Excerpts from a dataset:
○ ○ ○ ○ ○ ○ ○

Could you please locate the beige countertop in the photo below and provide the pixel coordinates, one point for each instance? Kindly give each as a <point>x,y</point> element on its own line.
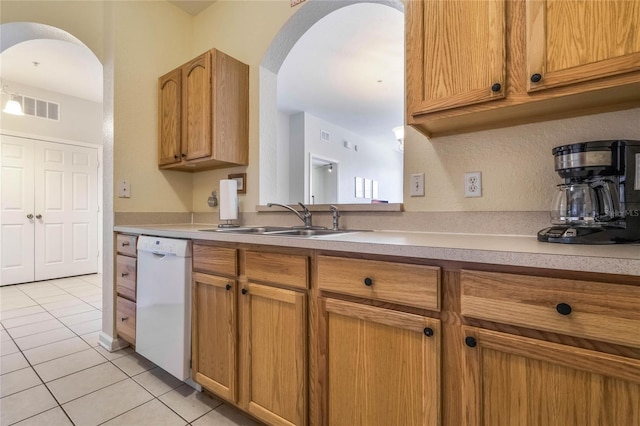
<point>517,250</point>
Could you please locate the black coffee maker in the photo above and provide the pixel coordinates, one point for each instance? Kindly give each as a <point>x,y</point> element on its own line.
<point>599,201</point>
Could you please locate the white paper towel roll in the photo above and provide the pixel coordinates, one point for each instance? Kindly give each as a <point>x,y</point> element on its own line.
<point>228,199</point>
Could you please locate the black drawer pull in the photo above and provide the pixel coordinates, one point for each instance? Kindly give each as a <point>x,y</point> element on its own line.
<point>563,308</point>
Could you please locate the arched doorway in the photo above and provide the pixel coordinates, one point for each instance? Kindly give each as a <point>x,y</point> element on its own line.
<point>272,173</point>
<point>35,56</point>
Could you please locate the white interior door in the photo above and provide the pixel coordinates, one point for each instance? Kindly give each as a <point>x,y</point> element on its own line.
<point>17,211</point>
<point>49,210</point>
<point>66,210</point>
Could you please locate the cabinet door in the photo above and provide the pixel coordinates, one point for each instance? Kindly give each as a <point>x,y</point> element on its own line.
<point>383,366</point>
<point>510,380</point>
<point>274,363</point>
<point>169,117</point>
<point>196,98</point>
<point>214,334</point>
<point>570,41</point>
<point>455,53</point>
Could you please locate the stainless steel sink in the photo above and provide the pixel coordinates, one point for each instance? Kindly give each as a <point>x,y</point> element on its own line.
<point>248,230</point>
<point>281,231</point>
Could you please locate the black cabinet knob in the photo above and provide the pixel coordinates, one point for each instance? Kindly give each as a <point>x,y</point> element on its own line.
<point>563,308</point>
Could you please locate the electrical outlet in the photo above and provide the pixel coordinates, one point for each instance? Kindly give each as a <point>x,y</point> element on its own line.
<point>416,185</point>
<point>473,184</point>
<point>124,189</point>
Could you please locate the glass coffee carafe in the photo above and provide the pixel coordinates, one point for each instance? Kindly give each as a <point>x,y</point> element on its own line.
<point>585,203</point>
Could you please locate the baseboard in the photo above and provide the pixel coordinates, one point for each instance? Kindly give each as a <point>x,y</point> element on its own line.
<point>111,344</point>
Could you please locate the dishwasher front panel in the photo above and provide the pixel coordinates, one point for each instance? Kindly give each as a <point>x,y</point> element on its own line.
<point>163,319</point>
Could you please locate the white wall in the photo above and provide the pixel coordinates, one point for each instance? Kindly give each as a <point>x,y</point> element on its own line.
<point>80,120</point>
<point>376,161</point>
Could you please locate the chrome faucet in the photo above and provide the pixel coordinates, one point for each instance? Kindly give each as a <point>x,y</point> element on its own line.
<point>336,217</point>
<point>304,216</point>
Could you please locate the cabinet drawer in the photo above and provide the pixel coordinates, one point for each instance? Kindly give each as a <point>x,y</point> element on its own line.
<point>278,268</point>
<point>215,260</point>
<point>592,310</point>
<point>126,276</point>
<point>126,244</point>
<point>405,284</point>
<point>126,319</point>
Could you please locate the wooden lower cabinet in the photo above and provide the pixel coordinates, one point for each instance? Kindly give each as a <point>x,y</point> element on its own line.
<point>261,365</point>
<point>214,334</point>
<point>382,366</point>
<point>274,327</point>
<point>511,380</point>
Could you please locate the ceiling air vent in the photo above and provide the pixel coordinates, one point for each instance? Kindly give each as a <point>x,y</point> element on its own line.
<point>41,108</point>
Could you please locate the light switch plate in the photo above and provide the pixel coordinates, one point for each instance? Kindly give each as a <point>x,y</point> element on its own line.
<point>124,189</point>
<point>416,185</point>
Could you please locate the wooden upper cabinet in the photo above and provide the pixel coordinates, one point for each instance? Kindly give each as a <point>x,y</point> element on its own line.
<point>203,118</point>
<point>169,117</point>
<point>455,54</point>
<point>570,41</point>
<point>196,106</point>
<point>585,54</point>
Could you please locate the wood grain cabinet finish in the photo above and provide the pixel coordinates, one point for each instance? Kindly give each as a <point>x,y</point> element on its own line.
<point>511,380</point>
<point>284,269</point>
<point>126,269</point>
<point>170,117</point>
<point>215,260</point>
<point>249,339</point>
<point>579,40</point>
<point>126,319</point>
<point>214,334</point>
<point>382,366</point>
<point>203,117</point>
<point>275,368</point>
<point>125,283</point>
<point>475,65</point>
<point>592,310</point>
<point>447,36</point>
<point>402,283</point>
<point>126,244</point>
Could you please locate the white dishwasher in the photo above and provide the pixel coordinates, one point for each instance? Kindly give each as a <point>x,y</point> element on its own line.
<point>163,303</point>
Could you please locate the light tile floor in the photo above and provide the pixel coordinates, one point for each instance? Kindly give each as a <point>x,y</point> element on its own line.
<point>53,372</point>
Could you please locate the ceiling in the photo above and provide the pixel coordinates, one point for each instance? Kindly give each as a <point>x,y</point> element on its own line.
<point>347,69</point>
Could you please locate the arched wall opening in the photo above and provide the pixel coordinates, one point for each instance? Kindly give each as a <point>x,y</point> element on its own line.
<point>310,13</point>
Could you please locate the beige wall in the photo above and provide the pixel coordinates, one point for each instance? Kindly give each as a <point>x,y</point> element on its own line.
<point>153,37</point>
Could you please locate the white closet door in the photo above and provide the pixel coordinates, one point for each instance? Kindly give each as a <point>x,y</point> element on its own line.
<point>66,209</point>
<point>16,228</point>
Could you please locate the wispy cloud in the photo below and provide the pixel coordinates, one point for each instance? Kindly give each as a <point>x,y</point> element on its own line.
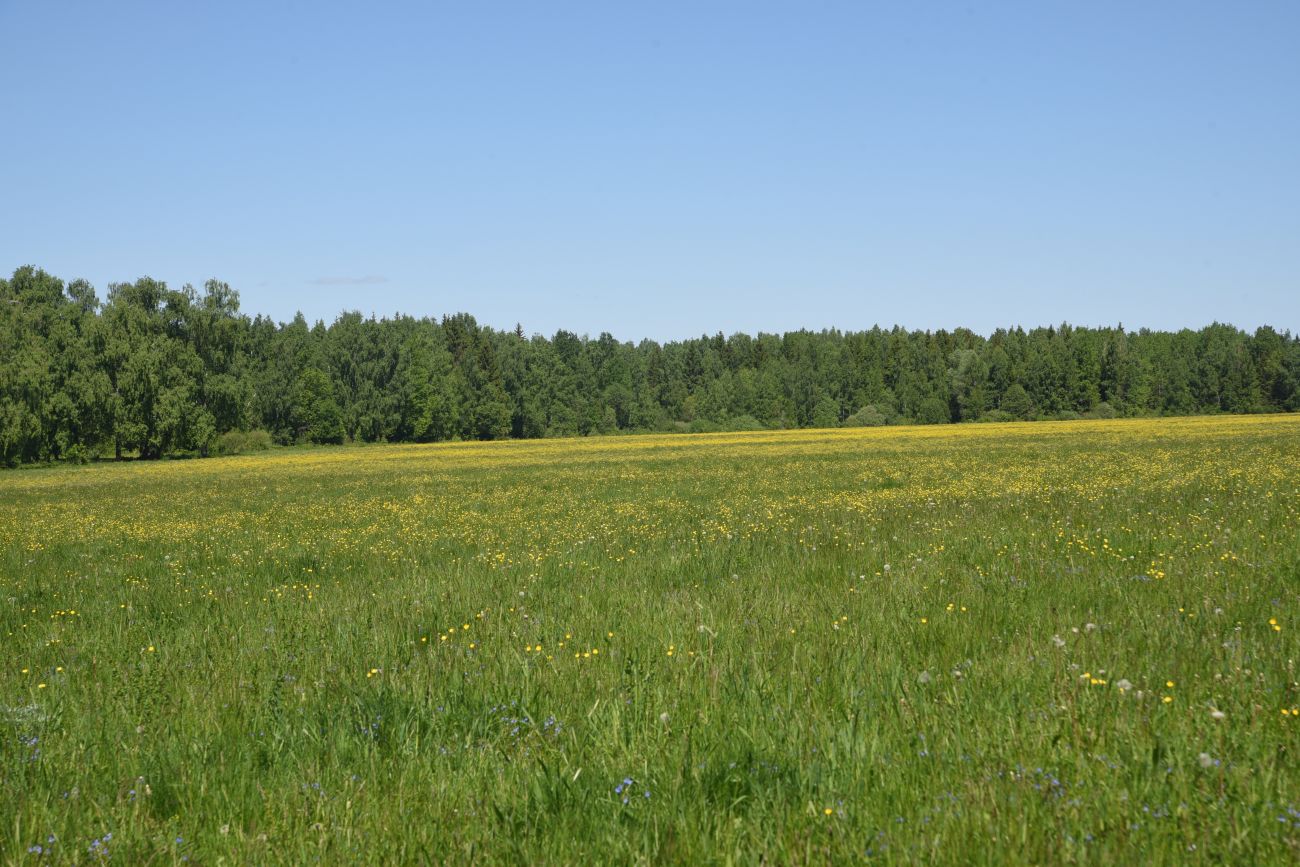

○ ○ ○ ○ ○ ○ ○

- _BRIEF_
Repeat the data exactly as given. Keep every picture out of the copy.

- _ANSWER TO THIS EXERCISE_
Could you please locate the beige countertop in the photo below and provide the pixel coordinates, one point for each instance? Kindly give each as a <point>x,y</point> element on its own line.
<point>517,250</point>
Could you please locate the black coffee maker in the photo above and provide the pixel coordinates, one point for each instance? Kindly give each as a <point>x,y</point> element on its own line.
<point>599,201</point>
Could you please locate the white paper towel roll in the photo above and provide the pixel coordinates, one point for each instance? Kindly give each as a <point>x,y</point> element on its own line.
<point>228,199</point>
Could you please locate the black drawer pull in the photo above and provide the pixel coordinates, one point for each instance? Kindly give each as a <point>x,y</point> element on its own line.
<point>563,308</point>
Could you please locate the arched doorway in the photo above and provide the pixel coordinates, one point for each instance? Kindly give each as a <point>x,y</point> element on its own line.
<point>272,173</point>
<point>35,56</point>
Could you please locate the white interior door in the photo above and provide the pixel coordinates, one point for each instance? Kindly give each as a <point>x,y</point> element on its own line.
<point>17,211</point>
<point>49,210</point>
<point>66,210</point>
Could you please locate the cabinet door in the photo above and provide the pixel coordinates, one point for each instance? Kindly give each as a <point>x,y</point> element on its own line.
<point>383,366</point>
<point>510,380</point>
<point>274,363</point>
<point>169,117</point>
<point>196,98</point>
<point>214,334</point>
<point>570,41</point>
<point>455,53</point>
Could you please locate the stainless steel sink in the photo above and provide the pixel coordinates, one point for each instance? Kindly give each as a <point>x,y</point> element on its own line.
<point>248,230</point>
<point>281,231</point>
Could you please locate the black cabinet knob in the photo above and provide the pixel coordinates, one point for each instance? Kindly give each as a <point>x,y</point> element on its own line.
<point>563,308</point>
Could you please locate the electrical outlet in the photo above and provide the pixel coordinates, one point for each instance? Kindly give each as a <point>x,y</point> element on its own line.
<point>416,185</point>
<point>473,184</point>
<point>124,189</point>
Could you please locate the glass coffee carafe in the photo above and provide the pixel coordinates, one point for each instance? Kindly give each as a <point>x,y</point> element on its own line.
<point>585,203</point>
Could you please locate the baseboard in the photo above and provide the pixel coordinates, one point for each instance? Kindly give each as a <point>x,y</point> element on its own line.
<point>111,344</point>
Could you please locate the dishwasher front panel in the photo above and provide the pixel coordinates, one point for each instance? Kindly give each as a <point>x,y</point> element on its own line.
<point>163,319</point>
Could you please locate the white wall in the photo above and provide the pixel coordinates, one point for each instance? Kindly give each as a <point>x,y</point> element on its own line.
<point>80,120</point>
<point>376,161</point>
Could you please locate the chrome faucet in the photo above and provide the pixel coordinates, one point for each instance? Kindly give each as a <point>x,y</point> element on its own line.
<point>336,217</point>
<point>304,216</point>
Could you please locate the cabinet drawer in the photo above and provide the pixel coordinates, one point for each instance? Kindly give each as a <point>x,y</point> element on its own line.
<point>278,268</point>
<point>215,260</point>
<point>592,310</point>
<point>126,276</point>
<point>126,244</point>
<point>405,284</point>
<point>126,319</point>
Could you please locate the wooden lower cabinet in the photo above and provide the pixel coordinates, one point for each instance? Kindly give each as a <point>x,y</point> element on its own line.
<point>261,365</point>
<point>214,334</point>
<point>382,366</point>
<point>274,327</point>
<point>511,380</point>
Could you please locate the ceiling air vent in the photo above and provide the pixel coordinates, one point for each instance? Kindly give each as a <point>x,y</point> element on its own line.
<point>41,108</point>
Could you please locate the light switch plate in the photo above and provide the pixel coordinates, one point for each instance? Kindly give each as a <point>x,y</point> element on its own line.
<point>124,189</point>
<point>416,185</point>
Could you please locate the wooden upper cabinet in the photo above and provide the pixel coordinates, one point for each instance? Kindly give each as a <point>x,y</point> element on its own line.
<point>203,118</point>
<point>169,117</point>
<point>455,54</point>
<point>570,41</point>
<point>196,106</point>
<point>585,54</point>
Could you please locate the wood grain cabinet finish in the photo above and provide the pixel coordinates, one point for each instance? Kindly give each as a <point>x,y</point> element on its own line.
<point>511,380</point>
<point>284,269</point>
<point>126,269</point>
<point>170,117</point>
<point>215,260</point>
<point>249,339</point>
<point>579,40</point>
<point>126,319</point>
<point>214,334</point>
<point>382,366</point>
<point>203,117</point>
<point>275,368</point>
<point>125,283</point>
<point>475,65</point>
<point>592,310</point>
<point>447,36</point>
<point>402,283</point>
<point>126,244</point>
Could you please locate the white dishwasher in the photo above and provide the pixel coordinates, one point for each instance? Kindly give each as a <point>x,y</point> element on its own line.
<point>163,303</point>
Could you please locate the light tile floor in the photo above and provide the pixel coordinates, one point for each instance? Kindly give each as a <point>x,y</point> element on its own line.
<point>53,372</point>
Could you please locate the ceiling in the photo above and provide the pixel coordinates, one point for each instance? Kindly give each as a <point>x,y</point> element on its own line.
<point>347,69</point>
Could you please locate the arched wall opening in the photo above and provide the pixel coordinates, one point for each instance? Kindly give each as a <point>x,y</point> element on its own line.
<point>310,13</point>
Could you please locate the beige wall in the photo above and provide the pixel coordinates, one point for each instance? Kindly give each as a <point>x,y</point> element on its own line.
<point>153,37</point>
Could you please locate the white closet door in the photo above and provide the pixel coordinates, one point for each instance? Kindly give each as a <point>x,y</point> element on its own line.
<point>66,209</point>
<point>16,228</point>
Could you please locate the wispy cloud in the photo below and provide the pixel coordinates, one point for each instance? Kindly give each as a <point>x,y</point> element on its own line.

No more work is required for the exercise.